PROBLEM STATEMENT
Write out exactly the lines from the one containing "of the regulator" through the last line of the records below, including both.

Pointing dataset records:

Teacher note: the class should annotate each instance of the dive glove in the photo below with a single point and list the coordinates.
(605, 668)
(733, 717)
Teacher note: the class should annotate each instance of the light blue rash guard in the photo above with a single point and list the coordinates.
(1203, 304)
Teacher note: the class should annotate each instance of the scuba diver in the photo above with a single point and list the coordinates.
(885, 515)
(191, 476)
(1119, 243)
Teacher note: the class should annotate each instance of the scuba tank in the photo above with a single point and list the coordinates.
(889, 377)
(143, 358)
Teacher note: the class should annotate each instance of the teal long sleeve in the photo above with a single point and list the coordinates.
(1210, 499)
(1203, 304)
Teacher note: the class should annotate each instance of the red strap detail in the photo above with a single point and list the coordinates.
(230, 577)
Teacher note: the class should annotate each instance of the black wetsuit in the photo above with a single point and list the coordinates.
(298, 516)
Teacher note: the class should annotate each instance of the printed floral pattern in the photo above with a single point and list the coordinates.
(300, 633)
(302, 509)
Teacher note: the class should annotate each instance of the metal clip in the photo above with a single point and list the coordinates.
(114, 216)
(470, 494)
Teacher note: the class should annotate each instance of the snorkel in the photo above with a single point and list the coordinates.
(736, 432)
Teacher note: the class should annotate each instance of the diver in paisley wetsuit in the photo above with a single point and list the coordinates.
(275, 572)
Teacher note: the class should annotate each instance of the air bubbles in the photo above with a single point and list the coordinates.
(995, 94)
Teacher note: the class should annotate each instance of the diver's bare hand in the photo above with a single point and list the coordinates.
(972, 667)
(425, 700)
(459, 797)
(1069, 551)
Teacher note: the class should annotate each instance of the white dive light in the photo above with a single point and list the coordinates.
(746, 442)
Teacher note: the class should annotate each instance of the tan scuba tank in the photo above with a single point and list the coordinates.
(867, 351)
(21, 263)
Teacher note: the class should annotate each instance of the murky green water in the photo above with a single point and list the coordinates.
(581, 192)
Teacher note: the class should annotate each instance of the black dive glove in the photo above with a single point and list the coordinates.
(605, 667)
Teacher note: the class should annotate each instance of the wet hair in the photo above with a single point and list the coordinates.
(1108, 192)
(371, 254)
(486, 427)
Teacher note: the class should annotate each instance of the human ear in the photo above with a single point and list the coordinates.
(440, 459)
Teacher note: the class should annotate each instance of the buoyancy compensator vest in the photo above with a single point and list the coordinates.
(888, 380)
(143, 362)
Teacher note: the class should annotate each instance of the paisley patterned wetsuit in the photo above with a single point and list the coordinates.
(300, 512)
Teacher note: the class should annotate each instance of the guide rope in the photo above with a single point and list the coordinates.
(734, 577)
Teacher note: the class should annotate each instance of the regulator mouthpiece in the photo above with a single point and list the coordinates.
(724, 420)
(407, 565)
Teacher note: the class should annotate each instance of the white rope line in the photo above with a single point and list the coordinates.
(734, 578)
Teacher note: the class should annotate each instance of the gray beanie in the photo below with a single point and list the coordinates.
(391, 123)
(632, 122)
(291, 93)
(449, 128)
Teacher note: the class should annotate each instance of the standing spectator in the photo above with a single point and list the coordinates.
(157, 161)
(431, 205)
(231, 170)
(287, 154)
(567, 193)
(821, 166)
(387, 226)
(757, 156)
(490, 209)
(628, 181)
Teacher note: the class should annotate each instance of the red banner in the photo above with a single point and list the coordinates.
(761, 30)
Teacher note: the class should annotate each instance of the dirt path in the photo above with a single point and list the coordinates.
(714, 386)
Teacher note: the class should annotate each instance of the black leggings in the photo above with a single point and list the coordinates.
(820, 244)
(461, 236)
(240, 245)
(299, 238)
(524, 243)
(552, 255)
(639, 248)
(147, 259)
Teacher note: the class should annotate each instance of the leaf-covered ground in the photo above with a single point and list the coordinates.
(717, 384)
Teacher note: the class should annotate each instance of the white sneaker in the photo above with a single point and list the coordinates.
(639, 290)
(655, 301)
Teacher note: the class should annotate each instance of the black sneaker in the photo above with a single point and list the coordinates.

ANSWER FOR THIS EXERCISE
Teacher note: the class should annotate each instance of the regulator mouthpiece in the photo above with a single point and list the coordinates.
(724, 420)
(407, 565)
Teacher note: the class should annotate each instance of the white rope line in the photo above with a single point and list the coordinates.
(734, 578)
Teacher note: the class should annotate each instance of the gray beanie in the photo below with a single point and list the coordinates.
(391, 123)
(632, 122)
(291, 93)
(449, 128)
Teacher note: the class should annotate each instance of the standing spectator in the photo above with a single point and list the coordinates.
(157, 161)
(431, 205)
(231, 170)
(287, 154)
(567, 193)
(821, 166)
(387, 226)
(757, 156)
(490, 209)
(628, 181)
Teacher note: the class should annotate each instance of the red banner in the photo above with a single point and list the coordinates.
(761, 30)
Teacher note: the class should annotate each instance of the dirt path in the photo above with a single point and list the coordinates.
(714, 386)
Teacher note: the class should annotate each instance of the black leggings in the photo above with a single point and list the coordinates.
(820, 244)
(461, 236)
(240, 245)
(299, 238)
(524, 243)
(552, 255)
(639, 248)
(147, 259)
Teacher note: the class should annotate each instance of the leaf-covered ground in the photo above with a single point and list the coordinates.
(717, 384)
Teacher note: the class should annotate each instance of the white sneaker in the photo above with a single point and list the coordinates.
(639, 290)
(655, 301)
Teacher note: the class should annotate each instance of the black sneaker in the photo above with a single point and list the coordinates.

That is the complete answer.